Start of Block

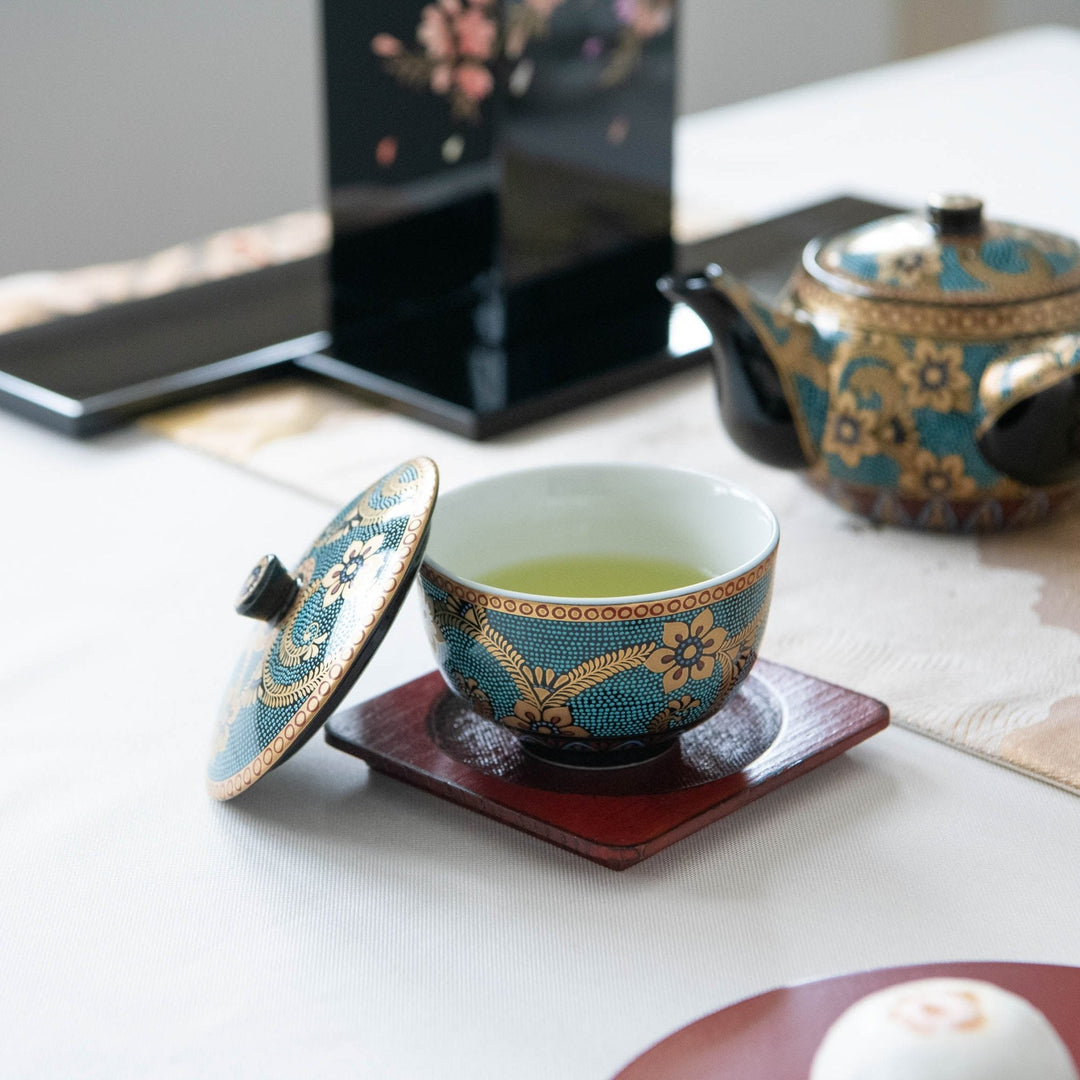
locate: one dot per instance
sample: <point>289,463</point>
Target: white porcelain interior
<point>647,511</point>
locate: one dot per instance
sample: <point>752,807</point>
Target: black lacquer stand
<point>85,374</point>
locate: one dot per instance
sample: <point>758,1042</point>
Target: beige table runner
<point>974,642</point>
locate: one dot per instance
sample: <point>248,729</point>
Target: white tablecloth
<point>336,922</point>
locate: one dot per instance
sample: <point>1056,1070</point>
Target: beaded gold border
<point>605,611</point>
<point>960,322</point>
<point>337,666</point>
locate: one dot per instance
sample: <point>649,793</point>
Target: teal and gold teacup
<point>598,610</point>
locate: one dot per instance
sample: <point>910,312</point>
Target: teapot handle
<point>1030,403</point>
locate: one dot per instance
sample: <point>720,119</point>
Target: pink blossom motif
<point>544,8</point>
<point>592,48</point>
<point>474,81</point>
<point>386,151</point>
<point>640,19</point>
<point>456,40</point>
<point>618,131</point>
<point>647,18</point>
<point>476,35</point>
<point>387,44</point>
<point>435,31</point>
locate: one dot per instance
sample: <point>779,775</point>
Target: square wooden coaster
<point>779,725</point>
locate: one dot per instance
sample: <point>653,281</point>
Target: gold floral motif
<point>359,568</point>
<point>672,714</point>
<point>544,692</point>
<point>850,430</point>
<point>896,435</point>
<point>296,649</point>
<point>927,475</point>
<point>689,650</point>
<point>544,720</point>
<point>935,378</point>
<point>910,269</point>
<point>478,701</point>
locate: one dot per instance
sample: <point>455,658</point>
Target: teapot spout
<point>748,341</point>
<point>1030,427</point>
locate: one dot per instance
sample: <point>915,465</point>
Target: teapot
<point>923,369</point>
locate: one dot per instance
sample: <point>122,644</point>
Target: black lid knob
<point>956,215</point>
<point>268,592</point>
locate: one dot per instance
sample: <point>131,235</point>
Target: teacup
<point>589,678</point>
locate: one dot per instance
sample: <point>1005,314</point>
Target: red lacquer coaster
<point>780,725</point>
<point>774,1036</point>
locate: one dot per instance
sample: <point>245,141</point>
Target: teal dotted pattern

End of Block
Start of Block

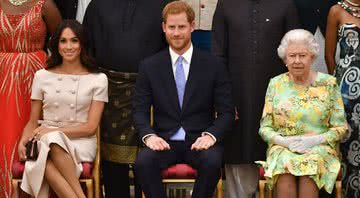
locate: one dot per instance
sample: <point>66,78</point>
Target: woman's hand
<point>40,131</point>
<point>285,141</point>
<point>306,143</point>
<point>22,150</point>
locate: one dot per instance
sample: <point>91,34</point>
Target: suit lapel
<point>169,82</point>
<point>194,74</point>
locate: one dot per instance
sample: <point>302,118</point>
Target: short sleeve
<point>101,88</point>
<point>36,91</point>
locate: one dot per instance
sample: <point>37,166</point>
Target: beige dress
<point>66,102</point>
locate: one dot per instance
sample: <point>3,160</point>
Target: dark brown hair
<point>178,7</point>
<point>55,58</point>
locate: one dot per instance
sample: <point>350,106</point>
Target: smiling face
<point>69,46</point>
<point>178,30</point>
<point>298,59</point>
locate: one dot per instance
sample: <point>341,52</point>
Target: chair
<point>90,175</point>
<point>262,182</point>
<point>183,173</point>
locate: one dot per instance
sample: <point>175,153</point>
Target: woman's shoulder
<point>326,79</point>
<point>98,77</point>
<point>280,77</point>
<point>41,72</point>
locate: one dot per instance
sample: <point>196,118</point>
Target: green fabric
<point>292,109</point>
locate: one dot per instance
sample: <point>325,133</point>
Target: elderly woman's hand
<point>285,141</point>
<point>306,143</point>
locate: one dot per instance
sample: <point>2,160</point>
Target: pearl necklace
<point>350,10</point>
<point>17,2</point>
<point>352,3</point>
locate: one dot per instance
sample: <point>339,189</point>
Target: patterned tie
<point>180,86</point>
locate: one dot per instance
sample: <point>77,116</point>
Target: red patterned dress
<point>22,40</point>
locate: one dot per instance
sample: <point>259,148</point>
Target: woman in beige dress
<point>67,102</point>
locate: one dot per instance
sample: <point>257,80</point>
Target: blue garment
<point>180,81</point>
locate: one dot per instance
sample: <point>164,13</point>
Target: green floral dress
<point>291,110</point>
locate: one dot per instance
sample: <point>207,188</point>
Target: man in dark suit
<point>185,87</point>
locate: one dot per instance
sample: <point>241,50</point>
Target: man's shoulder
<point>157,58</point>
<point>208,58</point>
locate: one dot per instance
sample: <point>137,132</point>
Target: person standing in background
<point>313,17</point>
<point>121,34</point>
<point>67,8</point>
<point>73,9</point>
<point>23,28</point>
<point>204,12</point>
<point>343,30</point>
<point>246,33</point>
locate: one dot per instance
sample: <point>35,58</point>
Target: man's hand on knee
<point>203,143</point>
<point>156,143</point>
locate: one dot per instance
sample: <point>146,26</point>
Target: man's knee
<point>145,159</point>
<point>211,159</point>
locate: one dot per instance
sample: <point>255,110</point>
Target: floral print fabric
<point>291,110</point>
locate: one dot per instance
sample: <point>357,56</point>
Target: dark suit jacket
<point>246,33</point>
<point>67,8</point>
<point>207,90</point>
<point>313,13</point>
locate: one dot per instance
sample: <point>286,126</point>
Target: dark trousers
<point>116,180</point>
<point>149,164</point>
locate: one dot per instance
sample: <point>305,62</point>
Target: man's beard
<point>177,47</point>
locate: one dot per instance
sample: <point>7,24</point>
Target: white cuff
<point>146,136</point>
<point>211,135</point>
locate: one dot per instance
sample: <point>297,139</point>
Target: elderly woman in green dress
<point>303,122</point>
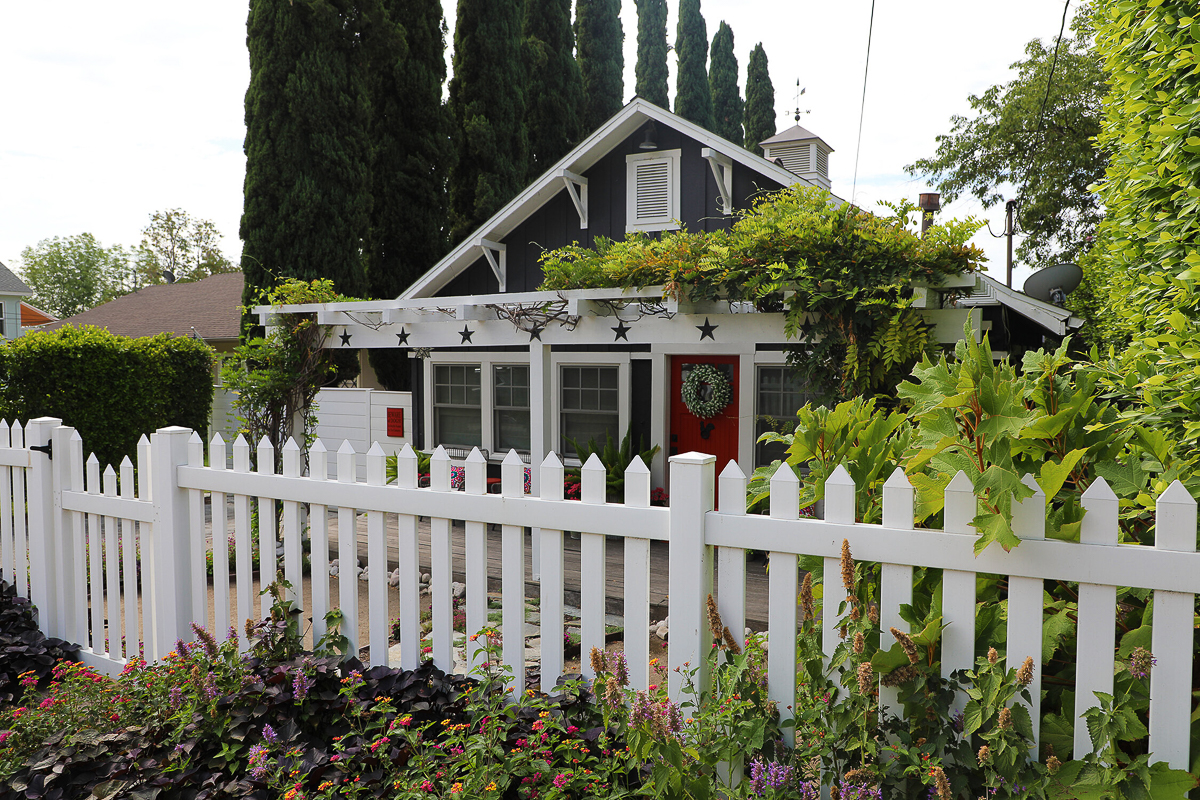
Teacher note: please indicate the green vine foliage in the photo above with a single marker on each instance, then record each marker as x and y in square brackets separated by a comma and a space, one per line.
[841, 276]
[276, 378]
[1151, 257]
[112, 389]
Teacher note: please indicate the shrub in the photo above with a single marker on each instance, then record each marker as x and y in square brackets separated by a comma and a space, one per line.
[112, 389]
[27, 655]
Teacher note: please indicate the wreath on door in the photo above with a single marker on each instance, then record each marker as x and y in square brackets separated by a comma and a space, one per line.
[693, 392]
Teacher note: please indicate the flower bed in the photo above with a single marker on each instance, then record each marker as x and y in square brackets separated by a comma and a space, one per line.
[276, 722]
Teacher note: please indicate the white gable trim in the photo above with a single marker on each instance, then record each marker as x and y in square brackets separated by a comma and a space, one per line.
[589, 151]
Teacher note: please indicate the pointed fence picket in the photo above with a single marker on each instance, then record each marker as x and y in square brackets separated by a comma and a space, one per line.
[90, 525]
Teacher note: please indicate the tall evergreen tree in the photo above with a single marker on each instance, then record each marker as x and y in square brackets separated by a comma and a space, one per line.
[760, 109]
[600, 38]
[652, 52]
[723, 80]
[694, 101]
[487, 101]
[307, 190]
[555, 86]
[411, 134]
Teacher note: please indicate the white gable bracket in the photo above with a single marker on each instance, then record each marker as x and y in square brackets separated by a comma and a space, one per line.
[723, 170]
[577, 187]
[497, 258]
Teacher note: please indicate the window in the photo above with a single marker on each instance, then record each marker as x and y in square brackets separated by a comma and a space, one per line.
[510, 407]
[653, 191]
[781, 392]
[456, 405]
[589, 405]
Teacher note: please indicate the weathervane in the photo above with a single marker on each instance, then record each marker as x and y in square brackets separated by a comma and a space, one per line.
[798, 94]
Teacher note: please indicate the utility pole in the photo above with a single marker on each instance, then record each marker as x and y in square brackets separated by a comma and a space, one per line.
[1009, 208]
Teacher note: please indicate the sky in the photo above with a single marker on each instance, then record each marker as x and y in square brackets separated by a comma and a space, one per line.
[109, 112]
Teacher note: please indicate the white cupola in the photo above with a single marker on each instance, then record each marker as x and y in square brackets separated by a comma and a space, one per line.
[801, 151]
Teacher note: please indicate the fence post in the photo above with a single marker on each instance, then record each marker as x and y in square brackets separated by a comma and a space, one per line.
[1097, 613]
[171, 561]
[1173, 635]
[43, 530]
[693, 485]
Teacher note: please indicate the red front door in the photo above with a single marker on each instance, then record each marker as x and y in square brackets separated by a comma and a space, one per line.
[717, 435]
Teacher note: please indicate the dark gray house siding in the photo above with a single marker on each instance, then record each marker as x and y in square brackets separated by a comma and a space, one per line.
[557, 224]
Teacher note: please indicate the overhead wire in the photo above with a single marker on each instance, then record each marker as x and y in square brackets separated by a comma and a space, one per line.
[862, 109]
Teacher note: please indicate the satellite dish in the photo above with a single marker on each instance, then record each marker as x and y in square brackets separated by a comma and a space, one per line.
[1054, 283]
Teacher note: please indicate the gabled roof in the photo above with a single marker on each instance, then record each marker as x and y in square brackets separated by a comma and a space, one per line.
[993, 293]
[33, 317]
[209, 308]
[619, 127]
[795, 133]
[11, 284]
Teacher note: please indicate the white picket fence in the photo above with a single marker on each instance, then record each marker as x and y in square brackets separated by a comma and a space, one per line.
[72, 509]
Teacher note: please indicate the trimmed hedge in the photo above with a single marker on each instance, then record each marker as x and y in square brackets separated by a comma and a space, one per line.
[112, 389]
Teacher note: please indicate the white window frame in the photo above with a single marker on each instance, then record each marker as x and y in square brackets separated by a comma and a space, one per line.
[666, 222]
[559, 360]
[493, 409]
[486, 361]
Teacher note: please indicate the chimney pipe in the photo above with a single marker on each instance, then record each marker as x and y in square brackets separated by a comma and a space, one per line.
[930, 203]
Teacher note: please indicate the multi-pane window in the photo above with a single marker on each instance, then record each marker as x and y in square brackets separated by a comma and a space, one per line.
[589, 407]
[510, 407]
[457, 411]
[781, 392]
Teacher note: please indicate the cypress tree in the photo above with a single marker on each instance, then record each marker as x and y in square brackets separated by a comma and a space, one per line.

End of Block
Start of Block

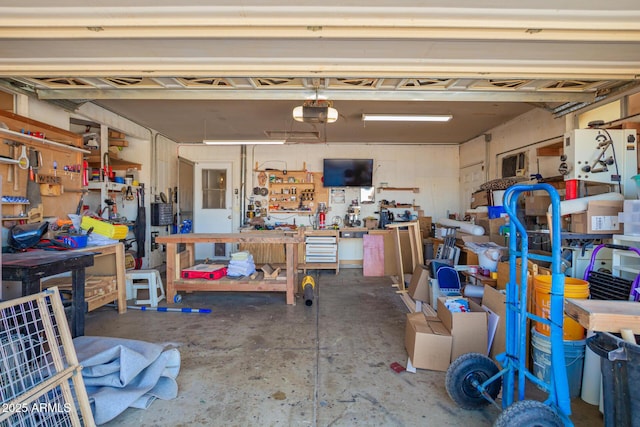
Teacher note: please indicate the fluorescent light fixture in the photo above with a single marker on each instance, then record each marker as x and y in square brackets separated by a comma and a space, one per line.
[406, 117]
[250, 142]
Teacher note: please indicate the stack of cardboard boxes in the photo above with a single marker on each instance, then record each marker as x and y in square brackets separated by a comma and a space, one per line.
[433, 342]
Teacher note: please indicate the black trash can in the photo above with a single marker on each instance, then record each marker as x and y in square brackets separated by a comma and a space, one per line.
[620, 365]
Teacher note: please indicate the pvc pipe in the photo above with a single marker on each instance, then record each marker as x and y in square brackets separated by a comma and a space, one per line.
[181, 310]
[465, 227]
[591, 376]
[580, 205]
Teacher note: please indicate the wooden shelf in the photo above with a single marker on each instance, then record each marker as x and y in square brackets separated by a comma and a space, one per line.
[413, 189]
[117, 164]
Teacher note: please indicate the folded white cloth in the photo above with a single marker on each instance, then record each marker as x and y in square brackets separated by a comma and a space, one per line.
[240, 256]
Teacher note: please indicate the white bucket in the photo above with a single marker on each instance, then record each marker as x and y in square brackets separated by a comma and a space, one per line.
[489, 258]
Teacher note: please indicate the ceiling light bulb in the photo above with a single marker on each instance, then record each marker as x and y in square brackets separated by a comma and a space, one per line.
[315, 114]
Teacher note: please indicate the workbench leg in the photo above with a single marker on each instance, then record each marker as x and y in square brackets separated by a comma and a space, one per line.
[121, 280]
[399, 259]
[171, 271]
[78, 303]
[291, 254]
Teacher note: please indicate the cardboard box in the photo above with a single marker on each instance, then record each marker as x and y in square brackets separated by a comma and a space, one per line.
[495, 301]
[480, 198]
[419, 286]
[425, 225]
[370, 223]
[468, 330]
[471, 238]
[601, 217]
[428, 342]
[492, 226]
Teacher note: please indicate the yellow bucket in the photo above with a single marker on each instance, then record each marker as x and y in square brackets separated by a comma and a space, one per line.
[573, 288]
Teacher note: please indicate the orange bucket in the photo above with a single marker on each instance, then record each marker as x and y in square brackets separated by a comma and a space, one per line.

End of Block

- _TASK INSTRUCTIONS_
In the entries above, please find the line with "sample: <point>207,188</point>" and the line with "sample: <point>137,132</point>", then write out exactly those two lines and every line between them, and nothing more.

- _TASK SOLUTION_
sample: <point>207,188</point>
Target: man in dark suit
<point>185,87</point>
locate: one dot per instance
sample: <point>241,50</point>
Target: man's shoulder
<point>157,58</point>
<point>208,58</point>
locate: one dot per instance
sample: <point>137,132</point>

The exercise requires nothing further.